» EXERCISE INSTRUCTIONS
Reproduce every one of the following lines verbatim, with no alteration.

(Entries for labeling object positions)

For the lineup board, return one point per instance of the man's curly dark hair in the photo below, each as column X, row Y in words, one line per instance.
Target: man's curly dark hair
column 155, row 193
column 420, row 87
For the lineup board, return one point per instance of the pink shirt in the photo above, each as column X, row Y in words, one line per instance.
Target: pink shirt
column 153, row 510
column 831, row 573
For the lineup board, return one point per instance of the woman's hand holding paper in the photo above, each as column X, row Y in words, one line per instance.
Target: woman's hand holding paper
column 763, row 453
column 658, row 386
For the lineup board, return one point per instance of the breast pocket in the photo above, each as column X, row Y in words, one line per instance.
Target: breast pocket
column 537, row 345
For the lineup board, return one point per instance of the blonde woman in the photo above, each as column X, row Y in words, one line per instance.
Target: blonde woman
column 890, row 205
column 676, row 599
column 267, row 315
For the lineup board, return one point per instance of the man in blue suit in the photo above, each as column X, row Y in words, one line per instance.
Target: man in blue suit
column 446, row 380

» RESULT
For the lineup board, return one point per instance of the man's curly dark hair in the photo below, each as column X, row Y in words, one line per instance.
Target: man's curly dark hair
column 155, row 193
column 420, row 87
For the lineup board, return one point per instance of the pink shirt in the photo above, each as column X, row Y in words, one line per instance.
Target: pink shirt
column 153, row 510
column 831, row 573
For the lineup board, return one point per instance of the woman's hand holding paper in the photo above, each as column X, row Y in words, one line per instance.
Target: woman's hand holding paper
column 763, row 453
column 658, row 386
For the lineup board, return one point per instance of the breast pocket in the photo above, each as column X, row Y in words, one line per instance.
Target: breast pocket
column 537, row 345
For the lineup board, return one point per instance of the blonde woman in the photo above, each as column X, row Y in words, one line per instance.
Target: blonde woman
column 890, row 205
column 676, row 599
column 267, row 315
For the lineup board, return one point per instance of the man in blue suit in the photo above, each as column X, row Y in words, one line per instance.
Target: man in blue suit
column 446, row 380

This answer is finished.